BRANO DA LEGGERE
:::::
Vienna: impiantata su tre pazienti mano bionica comandata dal pensiero

Presso la Facoltà di Medicina dell'Università di Vienna sono stati eseguiti con successo tre interventi per l'impianto di una mano bionica comandata dal pensiero, nuova speranza per pazienti affetti da lesioni al plesso brachiale

Vienna: impiantata su tre pazienti mano bionica comandata dal pensiero

Durante sport particolarmente pericolosi si corre il rischio di avere brutti incidenti che lasciano segni indelebili per tutta la vita. E’ quello che è successo a tre uomini austriaci: dopo un violento incidente tutti e tre hanno subito lesioni al ‘plesso brachiale’, che è un complesso sistema di nervi che parte dalla spina dorsale e porta l’informazione elettrica, fondamentale per il movimento, in tutte le parti del braccio, dalla spalla alla mano. Se il danno avviene a livello della spalla, l’informazione di comando del braccio che parte dal cervello non riesce più a raggiungere la mano che quindi non può più muoversi e perde sensibilità. Il malcapitato non può più quindi controllare la mano, che rimane come un’appendice inutilizzabile. Per questo tipo di traumi attualmente non esiste una cura.

Secondo quanto scritto dalla rivista Lancet, è arrivata però una soluzione alternativa per queste persone. Il gruppo di Oskar Aszmann dell’Università di Vienna in collaborazione con l’italiano Dario Farina, direttore del Dipartimento di Ingegneria della Neuroriabilitazione dell’Università di Göttingen in Germania, ha portato a termine tra il 2011 e il 2014 un intervento sui tre austriaci che è stato battezzato come “Ricostruzione Bionica“.
:::::
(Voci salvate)
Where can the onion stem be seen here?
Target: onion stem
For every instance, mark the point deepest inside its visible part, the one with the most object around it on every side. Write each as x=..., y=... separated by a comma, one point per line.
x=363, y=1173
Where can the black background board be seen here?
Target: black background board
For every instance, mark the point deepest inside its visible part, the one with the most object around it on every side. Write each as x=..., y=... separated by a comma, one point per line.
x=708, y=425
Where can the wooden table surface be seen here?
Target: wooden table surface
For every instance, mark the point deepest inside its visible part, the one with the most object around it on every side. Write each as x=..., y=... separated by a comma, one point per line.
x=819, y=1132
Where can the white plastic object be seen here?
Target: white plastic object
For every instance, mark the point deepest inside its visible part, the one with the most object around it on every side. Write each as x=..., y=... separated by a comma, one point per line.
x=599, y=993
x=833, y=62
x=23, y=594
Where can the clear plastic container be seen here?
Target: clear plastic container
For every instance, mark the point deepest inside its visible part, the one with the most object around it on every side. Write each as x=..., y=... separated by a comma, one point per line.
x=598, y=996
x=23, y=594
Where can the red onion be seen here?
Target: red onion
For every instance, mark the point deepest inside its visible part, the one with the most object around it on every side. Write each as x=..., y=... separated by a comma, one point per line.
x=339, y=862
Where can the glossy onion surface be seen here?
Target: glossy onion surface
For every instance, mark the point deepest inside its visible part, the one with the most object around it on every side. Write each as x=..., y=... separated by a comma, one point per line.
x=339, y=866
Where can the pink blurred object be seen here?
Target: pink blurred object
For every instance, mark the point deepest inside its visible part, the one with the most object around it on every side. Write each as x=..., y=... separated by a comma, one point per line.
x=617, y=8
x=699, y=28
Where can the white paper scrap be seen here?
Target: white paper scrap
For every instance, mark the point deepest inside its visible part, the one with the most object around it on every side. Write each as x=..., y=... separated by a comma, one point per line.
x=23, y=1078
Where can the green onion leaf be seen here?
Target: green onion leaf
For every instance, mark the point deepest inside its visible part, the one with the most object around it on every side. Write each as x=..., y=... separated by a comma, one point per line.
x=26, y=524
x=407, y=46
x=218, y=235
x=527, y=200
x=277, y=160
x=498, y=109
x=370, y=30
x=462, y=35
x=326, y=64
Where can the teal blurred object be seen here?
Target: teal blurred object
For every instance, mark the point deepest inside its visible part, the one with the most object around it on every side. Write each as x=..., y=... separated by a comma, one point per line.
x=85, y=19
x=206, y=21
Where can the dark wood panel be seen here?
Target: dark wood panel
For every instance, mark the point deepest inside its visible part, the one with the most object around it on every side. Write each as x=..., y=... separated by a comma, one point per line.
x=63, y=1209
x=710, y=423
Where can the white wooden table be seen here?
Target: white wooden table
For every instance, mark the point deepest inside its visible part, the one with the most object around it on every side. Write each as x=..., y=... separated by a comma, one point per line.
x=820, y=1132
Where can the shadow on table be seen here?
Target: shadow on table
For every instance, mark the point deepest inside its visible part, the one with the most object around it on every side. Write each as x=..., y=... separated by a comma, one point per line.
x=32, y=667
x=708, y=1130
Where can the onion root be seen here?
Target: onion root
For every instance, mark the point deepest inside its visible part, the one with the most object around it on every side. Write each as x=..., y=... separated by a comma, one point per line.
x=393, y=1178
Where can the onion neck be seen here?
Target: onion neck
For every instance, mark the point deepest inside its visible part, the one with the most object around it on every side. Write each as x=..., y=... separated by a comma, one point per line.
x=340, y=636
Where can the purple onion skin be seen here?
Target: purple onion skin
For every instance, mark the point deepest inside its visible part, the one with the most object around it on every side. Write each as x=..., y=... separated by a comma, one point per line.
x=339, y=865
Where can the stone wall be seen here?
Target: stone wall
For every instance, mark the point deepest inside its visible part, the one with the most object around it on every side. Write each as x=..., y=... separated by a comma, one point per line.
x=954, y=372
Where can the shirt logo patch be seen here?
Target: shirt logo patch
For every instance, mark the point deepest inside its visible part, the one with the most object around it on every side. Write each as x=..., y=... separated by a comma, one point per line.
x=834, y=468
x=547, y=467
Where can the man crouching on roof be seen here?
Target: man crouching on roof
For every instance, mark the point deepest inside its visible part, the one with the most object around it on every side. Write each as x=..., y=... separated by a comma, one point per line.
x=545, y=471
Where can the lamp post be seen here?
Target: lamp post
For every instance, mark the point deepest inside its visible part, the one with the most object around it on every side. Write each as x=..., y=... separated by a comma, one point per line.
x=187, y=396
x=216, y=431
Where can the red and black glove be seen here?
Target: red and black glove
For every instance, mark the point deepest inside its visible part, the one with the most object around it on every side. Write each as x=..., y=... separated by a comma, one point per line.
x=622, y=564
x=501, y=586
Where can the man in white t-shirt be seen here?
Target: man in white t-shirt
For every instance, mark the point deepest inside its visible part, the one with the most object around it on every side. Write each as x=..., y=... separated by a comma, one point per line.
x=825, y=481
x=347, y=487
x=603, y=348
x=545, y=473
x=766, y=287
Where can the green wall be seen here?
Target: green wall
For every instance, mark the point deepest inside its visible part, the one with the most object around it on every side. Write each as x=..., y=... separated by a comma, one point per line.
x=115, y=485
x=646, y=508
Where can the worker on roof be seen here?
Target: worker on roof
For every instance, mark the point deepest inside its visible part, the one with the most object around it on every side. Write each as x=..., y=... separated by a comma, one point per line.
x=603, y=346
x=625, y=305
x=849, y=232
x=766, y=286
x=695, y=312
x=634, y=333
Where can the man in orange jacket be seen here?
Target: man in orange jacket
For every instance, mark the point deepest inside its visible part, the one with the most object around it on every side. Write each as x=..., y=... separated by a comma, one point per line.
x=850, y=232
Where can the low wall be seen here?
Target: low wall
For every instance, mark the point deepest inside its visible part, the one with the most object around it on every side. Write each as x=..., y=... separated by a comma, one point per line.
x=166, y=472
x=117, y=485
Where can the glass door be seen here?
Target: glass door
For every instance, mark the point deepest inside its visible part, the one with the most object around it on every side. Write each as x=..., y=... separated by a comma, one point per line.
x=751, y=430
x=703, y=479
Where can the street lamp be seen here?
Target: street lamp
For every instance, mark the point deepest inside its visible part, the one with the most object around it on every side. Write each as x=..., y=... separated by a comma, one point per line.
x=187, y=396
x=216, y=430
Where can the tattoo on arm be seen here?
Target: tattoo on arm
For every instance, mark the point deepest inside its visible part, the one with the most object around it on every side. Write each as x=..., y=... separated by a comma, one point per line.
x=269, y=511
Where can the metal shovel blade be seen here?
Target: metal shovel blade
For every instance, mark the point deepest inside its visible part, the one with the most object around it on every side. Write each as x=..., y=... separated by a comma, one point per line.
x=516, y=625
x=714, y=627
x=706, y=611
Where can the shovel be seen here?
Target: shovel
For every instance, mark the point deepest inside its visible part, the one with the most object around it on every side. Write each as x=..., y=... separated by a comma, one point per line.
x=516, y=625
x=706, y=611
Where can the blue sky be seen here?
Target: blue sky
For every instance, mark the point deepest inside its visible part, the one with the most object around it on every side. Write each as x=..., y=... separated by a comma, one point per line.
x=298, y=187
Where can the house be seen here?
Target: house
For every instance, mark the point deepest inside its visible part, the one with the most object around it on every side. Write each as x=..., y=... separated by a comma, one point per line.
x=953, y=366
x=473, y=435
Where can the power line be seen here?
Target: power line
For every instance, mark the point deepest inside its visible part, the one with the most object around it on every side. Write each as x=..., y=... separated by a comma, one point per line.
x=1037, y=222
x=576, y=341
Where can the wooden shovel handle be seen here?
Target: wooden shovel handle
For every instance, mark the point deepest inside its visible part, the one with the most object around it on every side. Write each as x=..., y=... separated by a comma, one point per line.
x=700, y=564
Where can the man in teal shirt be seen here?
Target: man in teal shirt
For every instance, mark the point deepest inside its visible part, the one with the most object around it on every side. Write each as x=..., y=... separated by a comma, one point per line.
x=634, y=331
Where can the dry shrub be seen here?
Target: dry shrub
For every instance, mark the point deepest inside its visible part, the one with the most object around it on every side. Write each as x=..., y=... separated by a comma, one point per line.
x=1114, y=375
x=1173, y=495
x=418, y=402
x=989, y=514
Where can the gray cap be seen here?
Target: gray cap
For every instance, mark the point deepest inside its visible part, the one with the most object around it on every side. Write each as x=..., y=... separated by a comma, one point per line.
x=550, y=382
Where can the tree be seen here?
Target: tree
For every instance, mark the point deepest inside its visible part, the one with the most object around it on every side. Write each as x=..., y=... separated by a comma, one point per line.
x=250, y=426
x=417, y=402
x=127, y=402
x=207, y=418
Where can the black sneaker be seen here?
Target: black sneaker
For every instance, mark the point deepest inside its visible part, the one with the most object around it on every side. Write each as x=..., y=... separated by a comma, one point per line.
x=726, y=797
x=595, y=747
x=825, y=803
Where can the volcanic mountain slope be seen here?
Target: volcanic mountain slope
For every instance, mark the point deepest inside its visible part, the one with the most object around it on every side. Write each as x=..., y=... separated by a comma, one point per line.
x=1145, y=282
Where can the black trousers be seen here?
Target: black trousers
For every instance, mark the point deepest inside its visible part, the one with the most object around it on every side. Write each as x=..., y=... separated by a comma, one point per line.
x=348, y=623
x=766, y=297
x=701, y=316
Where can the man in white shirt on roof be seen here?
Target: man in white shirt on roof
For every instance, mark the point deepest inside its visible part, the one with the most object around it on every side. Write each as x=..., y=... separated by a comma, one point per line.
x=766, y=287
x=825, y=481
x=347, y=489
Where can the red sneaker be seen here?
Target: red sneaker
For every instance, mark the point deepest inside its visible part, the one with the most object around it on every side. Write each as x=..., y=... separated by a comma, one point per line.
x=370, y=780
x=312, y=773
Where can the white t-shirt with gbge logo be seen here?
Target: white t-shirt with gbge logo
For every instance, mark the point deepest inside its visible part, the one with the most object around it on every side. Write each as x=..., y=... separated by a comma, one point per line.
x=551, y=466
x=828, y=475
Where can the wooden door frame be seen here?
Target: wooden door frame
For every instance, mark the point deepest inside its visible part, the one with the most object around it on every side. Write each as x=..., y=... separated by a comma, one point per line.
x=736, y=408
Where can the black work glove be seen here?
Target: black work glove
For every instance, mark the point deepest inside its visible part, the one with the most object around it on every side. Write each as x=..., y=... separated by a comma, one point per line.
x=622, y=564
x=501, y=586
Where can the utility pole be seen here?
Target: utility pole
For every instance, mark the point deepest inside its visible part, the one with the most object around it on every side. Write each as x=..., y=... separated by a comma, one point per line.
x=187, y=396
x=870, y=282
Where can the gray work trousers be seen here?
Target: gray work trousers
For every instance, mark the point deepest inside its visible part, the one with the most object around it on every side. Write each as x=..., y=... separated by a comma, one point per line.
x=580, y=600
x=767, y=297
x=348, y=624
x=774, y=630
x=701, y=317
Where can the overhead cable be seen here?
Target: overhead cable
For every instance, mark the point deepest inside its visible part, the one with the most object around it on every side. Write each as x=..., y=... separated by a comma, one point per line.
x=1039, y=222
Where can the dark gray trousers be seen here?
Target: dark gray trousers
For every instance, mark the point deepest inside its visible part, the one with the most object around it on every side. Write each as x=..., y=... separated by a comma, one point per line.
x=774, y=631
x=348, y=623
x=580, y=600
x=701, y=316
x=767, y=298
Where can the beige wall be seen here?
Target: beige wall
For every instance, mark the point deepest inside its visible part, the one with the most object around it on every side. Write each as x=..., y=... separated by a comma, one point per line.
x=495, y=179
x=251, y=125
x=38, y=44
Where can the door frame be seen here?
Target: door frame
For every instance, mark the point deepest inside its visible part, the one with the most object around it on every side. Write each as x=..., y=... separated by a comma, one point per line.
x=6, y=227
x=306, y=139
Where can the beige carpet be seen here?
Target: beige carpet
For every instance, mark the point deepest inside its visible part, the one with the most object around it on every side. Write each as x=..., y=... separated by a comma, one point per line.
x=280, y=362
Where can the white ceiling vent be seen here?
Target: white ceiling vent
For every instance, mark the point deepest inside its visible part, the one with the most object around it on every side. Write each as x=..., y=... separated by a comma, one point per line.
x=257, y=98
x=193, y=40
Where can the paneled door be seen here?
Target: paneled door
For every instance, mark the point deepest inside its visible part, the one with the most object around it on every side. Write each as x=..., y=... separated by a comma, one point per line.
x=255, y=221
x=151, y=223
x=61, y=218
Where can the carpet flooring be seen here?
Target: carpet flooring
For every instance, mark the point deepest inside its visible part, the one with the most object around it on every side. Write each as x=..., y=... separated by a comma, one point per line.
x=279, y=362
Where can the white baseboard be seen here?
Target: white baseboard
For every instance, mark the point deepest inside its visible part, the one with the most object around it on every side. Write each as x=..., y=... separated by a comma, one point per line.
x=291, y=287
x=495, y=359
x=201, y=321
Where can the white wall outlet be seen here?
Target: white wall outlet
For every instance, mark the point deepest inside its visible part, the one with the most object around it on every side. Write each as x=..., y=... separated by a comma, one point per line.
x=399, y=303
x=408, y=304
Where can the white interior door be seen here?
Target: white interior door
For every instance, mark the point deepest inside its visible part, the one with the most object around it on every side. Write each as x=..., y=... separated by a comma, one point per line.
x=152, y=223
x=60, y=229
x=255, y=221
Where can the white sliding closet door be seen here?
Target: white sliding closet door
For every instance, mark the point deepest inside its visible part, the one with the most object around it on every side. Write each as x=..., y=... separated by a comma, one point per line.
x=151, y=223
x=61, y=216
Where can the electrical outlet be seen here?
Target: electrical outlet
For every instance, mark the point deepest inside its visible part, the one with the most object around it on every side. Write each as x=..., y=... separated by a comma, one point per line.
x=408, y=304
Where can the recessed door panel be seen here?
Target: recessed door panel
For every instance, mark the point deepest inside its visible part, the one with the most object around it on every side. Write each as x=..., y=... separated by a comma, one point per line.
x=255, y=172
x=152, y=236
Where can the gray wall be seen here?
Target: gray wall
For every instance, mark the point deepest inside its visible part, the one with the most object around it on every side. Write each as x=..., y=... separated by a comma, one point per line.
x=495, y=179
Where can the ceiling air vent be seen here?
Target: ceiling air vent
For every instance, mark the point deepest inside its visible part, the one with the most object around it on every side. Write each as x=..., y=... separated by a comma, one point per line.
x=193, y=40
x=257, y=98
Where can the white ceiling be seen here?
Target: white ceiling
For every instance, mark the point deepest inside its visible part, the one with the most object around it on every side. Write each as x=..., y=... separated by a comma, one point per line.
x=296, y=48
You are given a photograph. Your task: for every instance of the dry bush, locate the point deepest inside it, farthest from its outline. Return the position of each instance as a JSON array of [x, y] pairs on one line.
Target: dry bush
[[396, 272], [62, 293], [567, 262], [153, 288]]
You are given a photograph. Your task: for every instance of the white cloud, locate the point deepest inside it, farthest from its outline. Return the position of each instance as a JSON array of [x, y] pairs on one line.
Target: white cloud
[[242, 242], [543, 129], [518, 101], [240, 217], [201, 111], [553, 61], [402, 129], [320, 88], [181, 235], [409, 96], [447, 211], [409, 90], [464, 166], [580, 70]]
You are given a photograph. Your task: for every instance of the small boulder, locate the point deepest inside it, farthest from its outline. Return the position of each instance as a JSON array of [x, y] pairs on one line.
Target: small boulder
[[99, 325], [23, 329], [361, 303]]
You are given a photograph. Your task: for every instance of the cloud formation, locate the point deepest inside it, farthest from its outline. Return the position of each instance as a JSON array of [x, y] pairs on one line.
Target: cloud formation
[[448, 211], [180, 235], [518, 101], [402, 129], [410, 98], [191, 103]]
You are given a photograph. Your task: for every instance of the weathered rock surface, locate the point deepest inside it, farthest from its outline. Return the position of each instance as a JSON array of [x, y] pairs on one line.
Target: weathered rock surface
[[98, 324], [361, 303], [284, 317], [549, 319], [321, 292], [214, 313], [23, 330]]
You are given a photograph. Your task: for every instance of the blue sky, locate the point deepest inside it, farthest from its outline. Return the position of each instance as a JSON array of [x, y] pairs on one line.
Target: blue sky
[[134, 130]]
:::::
COMPITI DA SVOLGERE
1 – Riporta dall'articolo sulla mano bionica tutto il testo che va da "Durante sport particolarmente" giù fino a "esiste una cura.".
2 – In quali anni, secondo l'articolo sulla mano bionica, è stato portato a termine l'intervento sui tre austriaci?
3 – Traduci in inglese questa frase dell'articolo sulla mano bionica: "Per questo tipo di traumi attualmente non esiste una cura."

RISPOSTE AI COMPITI
1 –
Durante sport particolarmente pericolosi si corre il rischio di avere brutti incidenti che lasciano segni indelebili per tutta la vita. E’ quello che è successo a tre uomini austriaci: dopo un violento incidente tutti e tre hanno subito lesioni al ‘plesso brachiale’, che è un complesso sistema di nervi che parte dalla spina dorsale e porta l’informazione elettrica, fondamentale per il movimento, in tutte le parti del braccio, dalla spalla alla mano. Se il danno avviene a livello della spalla, l’informazione di comando del braccio che parte dal cervello non riesce più a raggiungere la mano che quindi non può più muoversi e perde sensibilità. Il malcapitato non può più quindi controllare la mano, che rimane come un’appendice inutilizzabile. Per questo tipo di traumi attualmente non esiste una cura.

2 – Tra il 2011 e il 2014.

3 – There is currently no cure for this type of trauma.